### Material supplied
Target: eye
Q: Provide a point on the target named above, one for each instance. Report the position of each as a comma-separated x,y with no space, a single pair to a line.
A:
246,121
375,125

### Work required
Rewrite the records above, replacing "instance" with "occurrence" and keeping every other part unchanged.

### Solution
Target: eye
Q: Provide a point on the target named above, one for each occurrence. Report the position of each as a comma-separated x,y with no space, a single pair to a line.
A:
246,121
375,125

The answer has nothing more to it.